╭──

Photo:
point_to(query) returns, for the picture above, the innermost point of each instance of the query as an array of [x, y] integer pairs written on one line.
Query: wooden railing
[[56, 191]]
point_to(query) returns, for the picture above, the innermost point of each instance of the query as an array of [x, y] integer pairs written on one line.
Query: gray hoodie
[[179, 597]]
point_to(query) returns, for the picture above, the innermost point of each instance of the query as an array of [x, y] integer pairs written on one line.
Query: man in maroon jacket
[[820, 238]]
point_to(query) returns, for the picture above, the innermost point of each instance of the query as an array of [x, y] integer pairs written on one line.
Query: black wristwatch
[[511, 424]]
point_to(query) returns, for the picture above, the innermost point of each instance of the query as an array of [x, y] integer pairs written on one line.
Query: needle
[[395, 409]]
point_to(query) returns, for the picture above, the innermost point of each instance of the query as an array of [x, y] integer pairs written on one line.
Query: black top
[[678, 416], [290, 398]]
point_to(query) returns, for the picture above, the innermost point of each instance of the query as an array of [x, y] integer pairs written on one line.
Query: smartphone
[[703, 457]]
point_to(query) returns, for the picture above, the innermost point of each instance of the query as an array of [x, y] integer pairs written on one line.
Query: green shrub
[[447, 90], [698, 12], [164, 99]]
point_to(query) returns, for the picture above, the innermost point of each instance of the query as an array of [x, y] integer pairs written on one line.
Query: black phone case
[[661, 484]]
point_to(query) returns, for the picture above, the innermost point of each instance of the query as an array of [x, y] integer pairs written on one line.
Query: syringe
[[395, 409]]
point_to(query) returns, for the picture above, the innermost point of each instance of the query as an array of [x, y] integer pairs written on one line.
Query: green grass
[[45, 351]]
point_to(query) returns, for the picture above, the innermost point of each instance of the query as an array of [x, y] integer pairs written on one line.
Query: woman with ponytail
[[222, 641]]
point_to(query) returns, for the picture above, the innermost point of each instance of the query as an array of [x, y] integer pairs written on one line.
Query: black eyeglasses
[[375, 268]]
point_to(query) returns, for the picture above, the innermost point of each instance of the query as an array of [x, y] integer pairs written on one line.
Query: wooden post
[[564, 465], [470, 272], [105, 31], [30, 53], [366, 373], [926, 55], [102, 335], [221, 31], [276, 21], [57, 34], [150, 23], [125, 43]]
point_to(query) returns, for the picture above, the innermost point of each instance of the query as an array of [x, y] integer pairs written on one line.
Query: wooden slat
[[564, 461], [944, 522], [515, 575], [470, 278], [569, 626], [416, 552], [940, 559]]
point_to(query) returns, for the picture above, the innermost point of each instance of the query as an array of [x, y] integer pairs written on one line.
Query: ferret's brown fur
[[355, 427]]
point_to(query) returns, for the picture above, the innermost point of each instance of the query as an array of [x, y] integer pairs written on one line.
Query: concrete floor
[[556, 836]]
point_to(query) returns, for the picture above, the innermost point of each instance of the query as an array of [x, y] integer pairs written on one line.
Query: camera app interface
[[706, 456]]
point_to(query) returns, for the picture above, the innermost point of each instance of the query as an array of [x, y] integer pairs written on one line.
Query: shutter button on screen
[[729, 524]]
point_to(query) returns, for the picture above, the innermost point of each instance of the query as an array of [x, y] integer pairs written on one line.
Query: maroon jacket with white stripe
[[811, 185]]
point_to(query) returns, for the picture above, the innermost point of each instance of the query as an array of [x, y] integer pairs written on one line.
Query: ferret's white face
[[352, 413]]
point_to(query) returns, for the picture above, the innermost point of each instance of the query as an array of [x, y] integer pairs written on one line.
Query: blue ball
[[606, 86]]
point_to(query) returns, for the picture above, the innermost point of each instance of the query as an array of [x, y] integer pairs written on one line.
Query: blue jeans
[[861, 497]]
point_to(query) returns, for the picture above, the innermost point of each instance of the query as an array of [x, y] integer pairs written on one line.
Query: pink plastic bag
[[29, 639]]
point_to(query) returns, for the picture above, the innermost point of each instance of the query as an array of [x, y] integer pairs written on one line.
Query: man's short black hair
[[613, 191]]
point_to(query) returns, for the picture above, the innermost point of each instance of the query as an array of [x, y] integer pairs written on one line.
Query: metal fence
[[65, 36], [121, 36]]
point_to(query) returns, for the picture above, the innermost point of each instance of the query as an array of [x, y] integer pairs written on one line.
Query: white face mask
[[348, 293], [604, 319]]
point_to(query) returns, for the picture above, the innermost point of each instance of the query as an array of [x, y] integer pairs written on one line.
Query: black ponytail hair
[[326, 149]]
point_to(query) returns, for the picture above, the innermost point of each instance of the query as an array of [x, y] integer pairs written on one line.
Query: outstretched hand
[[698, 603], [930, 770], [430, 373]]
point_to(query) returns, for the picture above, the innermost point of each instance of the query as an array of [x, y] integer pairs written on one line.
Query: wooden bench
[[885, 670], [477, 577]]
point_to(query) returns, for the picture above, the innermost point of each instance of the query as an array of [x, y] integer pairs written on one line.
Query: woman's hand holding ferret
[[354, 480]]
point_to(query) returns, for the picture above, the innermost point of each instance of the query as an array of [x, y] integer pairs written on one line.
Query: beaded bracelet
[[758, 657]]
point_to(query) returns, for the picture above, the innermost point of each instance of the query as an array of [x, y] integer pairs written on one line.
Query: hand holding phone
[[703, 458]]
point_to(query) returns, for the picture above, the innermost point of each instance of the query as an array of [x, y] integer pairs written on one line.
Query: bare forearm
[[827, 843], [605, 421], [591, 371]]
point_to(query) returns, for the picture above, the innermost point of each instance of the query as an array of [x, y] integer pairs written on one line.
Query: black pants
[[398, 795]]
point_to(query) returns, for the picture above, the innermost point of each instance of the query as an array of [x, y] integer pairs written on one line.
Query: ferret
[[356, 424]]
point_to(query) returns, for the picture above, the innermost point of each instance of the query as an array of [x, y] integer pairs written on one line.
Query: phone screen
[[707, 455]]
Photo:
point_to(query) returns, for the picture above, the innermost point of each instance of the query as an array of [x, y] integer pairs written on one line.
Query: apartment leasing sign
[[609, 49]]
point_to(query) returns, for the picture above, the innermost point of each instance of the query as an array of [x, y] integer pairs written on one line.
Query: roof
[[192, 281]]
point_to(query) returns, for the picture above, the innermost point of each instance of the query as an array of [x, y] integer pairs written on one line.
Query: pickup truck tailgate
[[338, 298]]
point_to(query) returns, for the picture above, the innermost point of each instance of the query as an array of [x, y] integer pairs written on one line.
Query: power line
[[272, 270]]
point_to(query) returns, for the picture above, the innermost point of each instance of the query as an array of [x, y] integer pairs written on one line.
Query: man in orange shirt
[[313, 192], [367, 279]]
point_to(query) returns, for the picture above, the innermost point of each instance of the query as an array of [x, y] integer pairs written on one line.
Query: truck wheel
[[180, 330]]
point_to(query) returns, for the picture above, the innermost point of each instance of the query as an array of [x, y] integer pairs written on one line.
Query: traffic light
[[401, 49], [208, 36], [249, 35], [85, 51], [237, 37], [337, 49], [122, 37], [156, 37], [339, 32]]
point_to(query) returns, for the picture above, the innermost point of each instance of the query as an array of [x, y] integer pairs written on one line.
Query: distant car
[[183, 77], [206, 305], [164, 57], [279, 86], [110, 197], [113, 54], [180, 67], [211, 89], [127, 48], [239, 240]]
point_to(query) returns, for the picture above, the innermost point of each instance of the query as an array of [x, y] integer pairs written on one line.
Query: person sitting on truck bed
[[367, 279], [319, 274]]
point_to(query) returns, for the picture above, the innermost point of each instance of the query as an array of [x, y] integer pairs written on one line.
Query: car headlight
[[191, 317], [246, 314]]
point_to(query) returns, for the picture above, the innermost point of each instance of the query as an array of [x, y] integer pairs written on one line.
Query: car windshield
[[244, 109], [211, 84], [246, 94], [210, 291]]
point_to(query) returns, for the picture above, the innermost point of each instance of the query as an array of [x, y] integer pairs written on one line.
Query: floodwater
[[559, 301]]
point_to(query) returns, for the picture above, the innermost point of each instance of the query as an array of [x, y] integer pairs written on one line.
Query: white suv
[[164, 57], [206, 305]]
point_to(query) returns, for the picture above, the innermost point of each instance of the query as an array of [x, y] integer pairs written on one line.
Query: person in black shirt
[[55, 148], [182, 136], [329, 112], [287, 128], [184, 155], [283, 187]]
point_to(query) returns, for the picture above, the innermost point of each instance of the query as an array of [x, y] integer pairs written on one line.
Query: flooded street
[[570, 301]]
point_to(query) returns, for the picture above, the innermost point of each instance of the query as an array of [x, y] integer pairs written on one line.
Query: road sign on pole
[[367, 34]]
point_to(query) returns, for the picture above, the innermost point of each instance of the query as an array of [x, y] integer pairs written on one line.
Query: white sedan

╰──

GOAL OF THE EXERCISE
Could you copy out, word for word, everything in the material above from its very first line down to and including the line containing "[[820, 238]]"?

EXERCISE OUTPUT
Photo:
point_to(query) returns, for the picture above, the innermost point of each instance of the query as an array of [x, y] integer pairs written on one line.
Query: wooden railing
[[56, 191]]
point_to(query) returns, for the picture above, the innermost point of each instance of the query as an array of [x, y] integer pairs written on one line.
Query: gray hoodie
[[179, 597]]
point_to(query) returns, for the picture above, the innermost point of each instance of the query as an array of [x, y] integer pairs written on one line.
Query: man in maroon jacket
[[820, 238]]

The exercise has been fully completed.